(Items stored from a collection)
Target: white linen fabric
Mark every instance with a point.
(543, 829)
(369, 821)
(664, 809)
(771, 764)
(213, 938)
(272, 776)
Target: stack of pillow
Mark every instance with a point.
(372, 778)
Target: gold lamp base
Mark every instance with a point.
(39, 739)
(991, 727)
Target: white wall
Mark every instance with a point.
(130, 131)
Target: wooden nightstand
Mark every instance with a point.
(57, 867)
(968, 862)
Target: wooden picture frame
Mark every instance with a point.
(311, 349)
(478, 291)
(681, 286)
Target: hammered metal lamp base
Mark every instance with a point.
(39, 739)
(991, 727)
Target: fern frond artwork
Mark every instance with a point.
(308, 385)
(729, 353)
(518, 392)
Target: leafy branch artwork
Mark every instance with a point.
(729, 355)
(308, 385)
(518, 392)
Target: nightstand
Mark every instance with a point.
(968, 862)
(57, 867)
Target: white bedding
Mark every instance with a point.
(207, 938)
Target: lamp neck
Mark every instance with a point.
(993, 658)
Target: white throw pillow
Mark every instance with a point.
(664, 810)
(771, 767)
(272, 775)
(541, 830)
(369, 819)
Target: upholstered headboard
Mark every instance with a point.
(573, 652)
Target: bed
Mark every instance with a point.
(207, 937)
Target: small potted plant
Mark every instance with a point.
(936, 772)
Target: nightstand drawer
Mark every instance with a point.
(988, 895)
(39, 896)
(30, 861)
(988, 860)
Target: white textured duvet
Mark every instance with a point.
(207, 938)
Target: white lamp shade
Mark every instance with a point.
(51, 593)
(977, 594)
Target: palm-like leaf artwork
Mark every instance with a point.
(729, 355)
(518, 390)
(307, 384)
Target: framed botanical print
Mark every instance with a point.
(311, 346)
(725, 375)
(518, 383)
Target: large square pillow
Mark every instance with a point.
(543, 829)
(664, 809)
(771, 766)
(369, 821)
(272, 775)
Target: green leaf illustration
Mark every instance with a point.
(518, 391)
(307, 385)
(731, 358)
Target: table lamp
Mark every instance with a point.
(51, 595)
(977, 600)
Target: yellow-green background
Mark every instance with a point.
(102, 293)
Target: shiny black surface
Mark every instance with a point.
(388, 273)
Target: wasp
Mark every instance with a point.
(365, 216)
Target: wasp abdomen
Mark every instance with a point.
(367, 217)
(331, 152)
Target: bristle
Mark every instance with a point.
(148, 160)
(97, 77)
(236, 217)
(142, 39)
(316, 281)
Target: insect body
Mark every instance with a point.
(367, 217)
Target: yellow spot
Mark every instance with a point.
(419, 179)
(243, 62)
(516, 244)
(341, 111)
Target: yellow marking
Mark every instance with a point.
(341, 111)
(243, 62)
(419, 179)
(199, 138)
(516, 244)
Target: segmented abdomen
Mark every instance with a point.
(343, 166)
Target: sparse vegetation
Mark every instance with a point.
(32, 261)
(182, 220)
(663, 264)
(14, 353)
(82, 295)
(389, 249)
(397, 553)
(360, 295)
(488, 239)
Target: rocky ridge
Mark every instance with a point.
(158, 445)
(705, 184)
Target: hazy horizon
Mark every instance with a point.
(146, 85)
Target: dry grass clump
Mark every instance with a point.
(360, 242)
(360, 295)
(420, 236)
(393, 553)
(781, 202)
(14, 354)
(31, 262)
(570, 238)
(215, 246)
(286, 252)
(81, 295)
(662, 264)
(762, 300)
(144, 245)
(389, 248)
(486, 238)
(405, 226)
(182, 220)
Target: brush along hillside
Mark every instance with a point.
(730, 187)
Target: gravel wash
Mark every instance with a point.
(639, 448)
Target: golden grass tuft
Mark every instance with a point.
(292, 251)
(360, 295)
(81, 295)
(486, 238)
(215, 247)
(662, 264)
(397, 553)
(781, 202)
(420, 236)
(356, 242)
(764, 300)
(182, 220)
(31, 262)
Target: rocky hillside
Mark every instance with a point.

BRIEF:
Edit all the items above by changing every "Target" to "Label", keeping every other line the same.

THE COMPLETED TASK:
Label: white linen fabric
Mark every instance with a point.
(543, 829)
(369, 821)
(664, 809)
(771, 764)
(213, 938)
(272, 776)
Label: stack of pillow
Mark every instance with a point.
(372, 778)
Label: gold lamp base
Mark every instance with a point.
(39, 739)
(991, 727)
Label: white wall
Mark every instance with a point.
(130, 131)
Label: wooden nightstand
Mark every instance with a point.
(57, 867)
(968, 862)
Label: wooden picture frame
Mark every instance with a point.
(311, 349)
(478, 291)
(681, 286)
Label: hammered metal lamp base
Mark every instance with a point.
(39, 739)
(991, 727)
Label: fern frond artwork
Mark every instance with a point.
(308, 385)
(729, 353)
(518, 392)
Label: leafy branch artwork
Mark every instance with a point.
(729, 355)
(308, 385)
(518, 392)
Label: nightstand
Mark every instance with a point.
(968, 862)
(57, 867)
Label: white bedding
Mark every instance with a point.
(207, 938)
Label: lamp neck
Mark every instance with a point.
(993, 658)
Label: white throw pillow
Mark every instance with a point.
(664, 810)
(771, 767)
(272, 775)
(541, 830)
(369, 819)
Label: upholstered headboard
Mark every instance with a point.
(573, 652)
Label: bed
Mark every instance with a point.
(207, 937)
Label: small potted plant
Mark every instance with a point.
(936, 772)
Label: nightstand drawer
Mark every instance with a point.
(988, 895)
(39, 896)
(30, 861)
(988, 860)
Label: white textured duvet
Mark every instance with a point.
(207, 938)
Label: white lamp shade
Mark every instance with a point.
(51, 593)
(977, 594)
Label: palm-like leaf artwork
Mark every instance with a point.
(729, 355)
(518, 390)
(307, 384)
Label: framed botanical print
Mark every instance with a point.
(311, 346)
(725, 375)
(518, 383)
Label: large square pillow
Mark every instance with a point.
(543, 829)
(664, 809)
(771, 766)
(369, 821)
(272, 775)
Label: green leaf illustration
Mark every instance with a point.
(518, 391)
(307, 385)
(731, 358)
Label: table lamp
Mark every instance with a point.
(51, 595)
(977, 600)
Label: yellow-green background
Mark every instance with a point.
(102, 293)
Label: shiny black surface
Mark every instance with a point.
(388, 273)
Label: wasp
Mark every instance with a point.
(365, 216)
Label: wasp abdomen
Mark every instance with a point.
(367, 217)
(331, 152)
Label: bristle
Mark every instance with a point.
(148, 160)
(97, 77)
(236, 217)
(142, 39)
(316, 281)
Label: insect body
Mark every instance with a point.
(367, 217)
Label: yellow spot
Mark every instance with a point.
(419, 179)
(243, 62)
(516, 244)
(341, 111)
Label: yellow marking
Mark every instance with a point.
(341, 111)
(243, 62)
(419, 179)
(199, 138)
(516, 244)
Label: segmented abdomen
Mark every instance with a point.
(343, 166)
Label: sparse vegetation
Mark every instance with a point.
(32, 261)
(182, 220)
(663, 264)
(14, 353)
(82, 295)
(389, 249)
(397, 553)
(360, 295)
(488, 239)
Label: rocky ridge
Mark every instance with a point.
(158, 445)
(705, 184)
Label: hazy horizon
Mark every instance with a point.
(146, 85)
Label: dry grass clump
Mark every instance with a point.
(360, 242)
(360, 295)
(420, 236)
(393, 553)
(781, 202)
(14, 354)
(31, 262)
(570, 238)
(215, 246)
(286, 252)
(81, 295)
(662, 264)
(762, 300)
(144, 245)
(389, 248)
(486, 238)
(405, 226)
(182, 220)
Label: brush along hillside
Mark every instance with a point.
(730, 187)
Label: gravel wash
Mark every instance with a point.
(639, 448)
Label: golden grass tuft
Mark every instance with a point.
(292, 251)
(360, 295)
(81, 295)
(486, 238)
(215, 247)
(662, 264)
(397, 553)
(781, 202)
(420, 236)
(356, 242)
(764, 300)
(182, 220)
(31, 262)
Label: rocky hillside
Mark every instance with a point.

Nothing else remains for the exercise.